Extrait
Homélie du Cardinal André Vingt-Trois - Installation du Père Michel Guenguen
Saint-Honoré d’Eylau (16e) – Dimanche 23 septembre 2012
Les critères de réussite présentés par Jésus opèrent un renversement par rapport à ceux du monde. Ce basculement éclaire non seulement les questions qui se posent sur notre propre existence, mais aussi le chemin dans lequel l’Église est engagée : celui du service. La charge pastorale des curés consiste à entraîner la communauté chrétienne dont ils ont la responsabilité dans ce dynamisme.
– 25e Dimanche du temps Ordinaire – Année B
– Sg 2, 12.17-20 ; Ps 53, 3-5.7b.6.8 ; Jc 3, 16 – 4, 3 ; Mc 9, 30-37
Frères et Sœurs,
Il y a quelque chose que les disciples ne comprennent pas dans les paroles de Jésus, et il est important pour nous d’essayer d’approfondir ce qu’ils ne comprennent pas parce, que peut-être partageons-nous leur incompréhension. Dans l’évangile de saint Marc dont nous poursuivons la lecture tout au long de ces dimanches, Jésus a été reconnu comme le Messie, le Fils de Dieu par la bouche de Pierre. Il s’est manifesté comme le Fils de Dieu par la Transfiguration et pour la deuxième fois il vient de leur annoncer « qu’il sera livré aux mains des hommes, qu’ils le tueront et que trois jours après il ressuscitera » (Mc 9, 31). Ce que les disciples n’arrivent pas à faire concorder, ce qui provoque leur incompréhension, c’est que l’image qu’ils ont du Messie sauveur d’Israël, ne correspond pas à l’image du Serviteur souffrant dont Jésus manifeste la destination et la vocation. Ils attendent un Messie, ils veulent un sauveur, mais ils attendent ce Messie à la manière d’un sauveur humain, qui serait capable de mobiliser les quelques forces combattantes qui peuplaient les groupes de zélotes à travers la Palestine, et qui seraient capables de provoquer l’insurrection victorieuse contre les Romains et de rétablir le Royaume d’Israël. Jusqu’à la fin les évangiles nous rappellent que les disciples attendaient le rétablissement du Royaume d’Israël. Ils attendaient la manifestation de puissance par laquelle Dieu attesterait l’élection qu’il avait fait de son peuple, et ils comprenaient que le Messie était au service de cette manifestation de puissance, qu’il devait lui aussi devenir le premier, le plus fort, le plus grand, et rendre à son peuple sa splendeur passée.

Objectif 1
Recopiez à l'identique, parmi les lignes de données, le passage allant de la ligne qui contient « Target: suspension bridge » jusqu'à la dernière ligne, ces deux limites comprises.
Le texte et les lignes sont indépendants les uns des autres.

Entrées de la collection
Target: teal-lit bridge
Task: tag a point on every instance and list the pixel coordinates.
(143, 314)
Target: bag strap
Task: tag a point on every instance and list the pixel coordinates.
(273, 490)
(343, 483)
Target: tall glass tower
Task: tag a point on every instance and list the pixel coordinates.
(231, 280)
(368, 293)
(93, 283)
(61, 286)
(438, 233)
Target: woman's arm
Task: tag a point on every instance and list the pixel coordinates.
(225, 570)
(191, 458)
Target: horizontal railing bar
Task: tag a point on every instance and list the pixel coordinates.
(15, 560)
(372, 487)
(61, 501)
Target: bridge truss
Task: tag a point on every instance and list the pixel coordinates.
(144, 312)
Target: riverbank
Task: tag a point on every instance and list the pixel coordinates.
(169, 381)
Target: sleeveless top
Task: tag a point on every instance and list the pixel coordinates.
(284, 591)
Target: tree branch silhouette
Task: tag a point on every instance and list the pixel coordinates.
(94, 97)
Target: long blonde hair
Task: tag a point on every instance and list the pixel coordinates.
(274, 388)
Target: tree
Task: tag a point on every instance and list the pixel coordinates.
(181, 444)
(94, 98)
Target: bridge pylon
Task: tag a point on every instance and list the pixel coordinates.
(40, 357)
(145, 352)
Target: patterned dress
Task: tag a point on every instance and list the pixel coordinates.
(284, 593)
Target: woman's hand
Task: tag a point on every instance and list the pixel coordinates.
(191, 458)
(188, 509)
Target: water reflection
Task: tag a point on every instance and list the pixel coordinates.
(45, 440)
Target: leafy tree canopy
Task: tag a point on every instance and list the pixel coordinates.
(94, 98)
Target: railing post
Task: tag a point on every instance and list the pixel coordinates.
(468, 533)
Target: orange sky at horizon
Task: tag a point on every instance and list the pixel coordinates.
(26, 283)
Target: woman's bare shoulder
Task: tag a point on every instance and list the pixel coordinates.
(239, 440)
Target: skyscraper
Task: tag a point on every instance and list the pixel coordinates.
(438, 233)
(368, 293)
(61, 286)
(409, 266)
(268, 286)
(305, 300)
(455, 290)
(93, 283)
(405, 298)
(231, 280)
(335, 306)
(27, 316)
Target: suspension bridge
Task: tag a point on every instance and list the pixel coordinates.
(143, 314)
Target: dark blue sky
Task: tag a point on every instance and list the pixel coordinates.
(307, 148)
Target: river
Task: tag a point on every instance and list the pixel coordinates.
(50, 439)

Objectif 2
Selon l'homélie, contre qui l'insurrection victorieuse attendue par les disciples devait-elle être menée ?

Résultat 1
Target: suspension bridge
Task: tag a point on every instance and list the pixel coordinates.
(143, 314)
Target: dark blue sky
Task: tag a point on every instance and list the pixel coordinates.
(307, 148)
Target: river
Task: tag a point on every instance and list the pixel coordinates.
(50, 439)

Résultat 2
Contre les Romains.